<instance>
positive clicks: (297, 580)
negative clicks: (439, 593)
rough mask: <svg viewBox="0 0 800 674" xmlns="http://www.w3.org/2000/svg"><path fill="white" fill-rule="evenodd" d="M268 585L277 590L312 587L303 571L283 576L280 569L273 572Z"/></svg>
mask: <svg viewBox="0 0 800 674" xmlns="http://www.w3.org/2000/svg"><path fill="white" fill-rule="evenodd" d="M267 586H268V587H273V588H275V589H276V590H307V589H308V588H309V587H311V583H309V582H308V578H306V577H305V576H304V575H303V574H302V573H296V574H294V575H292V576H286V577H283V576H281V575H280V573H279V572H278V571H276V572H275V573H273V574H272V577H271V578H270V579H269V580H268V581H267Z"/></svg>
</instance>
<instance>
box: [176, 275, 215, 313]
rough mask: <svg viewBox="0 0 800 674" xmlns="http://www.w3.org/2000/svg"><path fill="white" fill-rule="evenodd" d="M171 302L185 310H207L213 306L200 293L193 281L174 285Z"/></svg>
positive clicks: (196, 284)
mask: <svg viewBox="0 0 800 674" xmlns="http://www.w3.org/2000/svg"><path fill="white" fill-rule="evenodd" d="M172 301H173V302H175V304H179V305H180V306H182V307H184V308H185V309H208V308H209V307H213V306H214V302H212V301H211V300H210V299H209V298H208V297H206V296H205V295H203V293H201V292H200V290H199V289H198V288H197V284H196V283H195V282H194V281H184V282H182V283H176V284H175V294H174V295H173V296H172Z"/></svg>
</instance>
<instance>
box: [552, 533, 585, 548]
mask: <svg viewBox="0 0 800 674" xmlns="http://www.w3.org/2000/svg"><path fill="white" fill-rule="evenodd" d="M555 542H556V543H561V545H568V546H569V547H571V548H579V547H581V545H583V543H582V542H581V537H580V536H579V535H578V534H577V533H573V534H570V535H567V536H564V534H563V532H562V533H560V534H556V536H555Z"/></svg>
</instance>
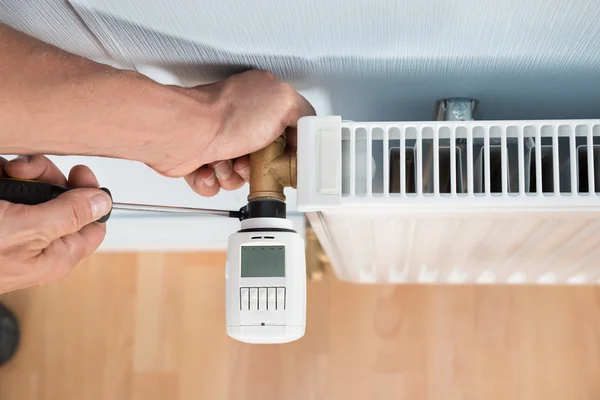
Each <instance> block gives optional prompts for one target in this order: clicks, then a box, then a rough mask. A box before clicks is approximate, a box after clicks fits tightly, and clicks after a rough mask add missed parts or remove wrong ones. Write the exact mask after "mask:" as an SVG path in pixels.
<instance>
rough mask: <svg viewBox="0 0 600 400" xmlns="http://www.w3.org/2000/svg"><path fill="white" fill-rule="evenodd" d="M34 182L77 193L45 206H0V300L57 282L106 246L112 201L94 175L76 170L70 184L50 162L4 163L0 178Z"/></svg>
mask: <svg viewBox="0 0 600 400" xmlns="http://www.w3.org/2000/svg"><path fill="white" fill-rule="evenodd" d="M7 177H10V178H19V179H32V180H38V181H42V182H49V183H53V184H57V185H62V186H68V187H71V188H74V189H73V190H70V191H68V192H66V193H63V194H61V195H60V196H58V197H57V198H56V199H53V200H50V201H48V202H46V203H43V204H40V205H35V206H28V205H21V204H12V203H9V202H6V201H0V238H2V240H0V294H1V293H6V292H8V291H12V290H17V289H23V288H26V287H29V286H33V285H40V284H44V283H49V282H52V281H55V280H57V279H59V278H61V277H63V276H65V275H66V274H67V273H69V272H70V271H71V270H72V269H73V268H74V267H75V266H76V265H77V264H78V263H79V262H80V261H81V260H82V259H83V258H85V257H86V256H88V255H90V254H91V253H93V252H94V251H95V250H96V249H97V248H98V247H99V246H100V244H101V243H102V240H103V239H104V236H105V233H106V226H105V224H101V223H97V222H95V221H97V220H98V219H100V218H101V217H103V216H104V215H106V214H107V213H108V211H109V210H110V207H111V200H110V198H109V197H108V195H107V194H106V193H104V192H103V191H101V190H99V189H98V187H99V185H98V181H97V180H96V178H95V176H94V174H93V173H92V172H91V171H90V170H89V168H87V167H85V166H81V165H80V166H76V167H74V168H73V169H72V170H71V172H70V174H69V177H68V179H67V178H65V176H64V175H63V174H62V173H61V172H60V171H59V169H58V168H57V167H56V166H55V165H54V164H53V163H52V162H51V161H50V160H48V159H47V158H46V157H43V156H34V157H29V158H24V157H21V158H18V159H15V160H13V161H10V162H6V160H5V159H4V158H2V157H0V178H7Z"/></svg>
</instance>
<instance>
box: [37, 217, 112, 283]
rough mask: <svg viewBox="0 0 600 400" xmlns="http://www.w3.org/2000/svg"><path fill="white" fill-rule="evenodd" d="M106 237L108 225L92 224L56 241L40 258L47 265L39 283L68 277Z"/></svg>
mask: <svg viewBox="0 0 600 400" xmlns="http://www.w3.org/2000/svg"><path fill="white" fill-rule="evenodd" d="M105 236H106V225H105V224H99V223H96V222H94V223H92V224H89V225H86V226H84V227H83V228H82V229H81V230H80V231H79V232H76V233H72V234H70V235H67V236H64V237H62V238H60V239H57V240H55V241H54V242H52V244H50V246H48V247H47V248H45V249H44V251H42V253H41V254H40V255H39V256H38V261H39V262H40V264H41V265H47V266H48V267H46V271H44V273H43V276H42V277H40V278H41V279H39V280H40V281H41V282H39V283H50V282H53V281H56V280H58V279H60V278H63V277H64V276H66V275H67V274H68V273H69V272H70V271H71V270H72V269H73V268H75V267H76V266H77V264H79V263H80V262H81V261H82V260H83V259H84V258H86V257H87V256H89V255H91V254H92V253H93V252H94V251H96V250H97V249H98V247H100V245H101V244H102V241H103V240H104V237H105Z"/></svg>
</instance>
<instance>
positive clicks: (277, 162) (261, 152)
mask: <svg viewBox="0 0 600 400" xmlns="http://www.w3.org/2000/svg"><path fill="white" fill-rule="evenodd" d="M285 144H286V137H285V135H282V136H280V137H278V138H277V139H276V140H275V141H274V142H273V143H271V144H269V145H268V146H266V147H265V148H263V149H261V150H259V151H256V152H254V153H252V154H250V193H249V194H248V201H249V202H250V201H255V200H260V199H274V200H279V201H285V195H284V194H283V189H284V188H285V187H292V188H295V187H296V176H297V156H296V153H286V152H285Z"/></svg>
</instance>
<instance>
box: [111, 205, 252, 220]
mask: <svg viewBox="0 0 600 400" xmlns="http://www.w3.org/2000/svg"><path fill="white" fill-rule="evenodd" d="M113 210H123V211H136V212H153V213H165V214H180V215H181V214H185V215H188V216H211V217H228V218H239V217H240V216H241V213H240V212H239V211H228V210H213V209H209V208H193V207H173V206H159V205H153V204H135V203H117V202H114V203H113Z"/></svg>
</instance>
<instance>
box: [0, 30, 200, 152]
mask: <svg viewBox="0 0 600 400" xmlns="http://www.w3.org/2000/svg"><path fill="white" fill-rule="evenodd" d="M0 60H1V61H0V153H13V154H36V153H43V154H80V155H100V156H107V157H118V158H126V159H135V160H139V161H142V162H148V161H150V160H152V159H153V157H154V158H155V157H156V154H150V153H156V152H157V151H161V150H160V148H159V147H156V146H155V144H156V143H157V142H160V141H168V138H165V137H164V136H165V135H168V131H167V130H165V126H169V125H171V127H172V128H173V129H177V126H176V125H177V123H178V122H179V121H182V120H184V119H185V118H184V114H185V115H186V116H189V115H192V114H195V115H196V117H195V118H201V115H202V112H201V111H202V107H201V104H199V102H198V98H192V97H189V96H187V95H185V94H184V92H183V91H182V90H175V89H173V88H169V87H165V86H162V85H159V84H157V83H155V82H153V81H151V80H149V79H147V78H145V77H143V76H142V75H140V74H138V73H136V72H132V71H123V70H118V69H115V68H112V67H110V66H106V65H103V64H98V63H95V62H93V61H90V60H88V59H85V58H83V57H79V56H75V55H72V54H69V53H67V52H65V51H62V50H60V49H58V48H56V47H54V46H51V45H48V44H46V43H43V42H40V41H38V40H36V39H33V38H31V37H28V36H26V35H24V34H22V33H20V32H17V31H15V30H12V29H10V28H8V27H6V26H2V25H0ZM182 123H183V121H182ZM207 124H208V123H207ZM208 125H210V124H208ZM207 136H208V135H207ZM211 139H212V137H207V143H208V142H210V140H211ZM150 144H152V145H150Z"/></svg>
- - - - - - -
Can you copy, character for character, the lines from the very first line of the items through the line that contains "585L277 590L312 587L303", including both?

<instance>
positive clicks: (297, 580)
negative clicks: (439, 593)
rough mask: <svg viewBox="0 0 800 674" xmlns="http://www.w3.org/2000/svg"><path fill="white" fill-rule="evenodd" d="M268 585L277 590L312 587L303 571L283 576L280 569L273 572Z"/></svg>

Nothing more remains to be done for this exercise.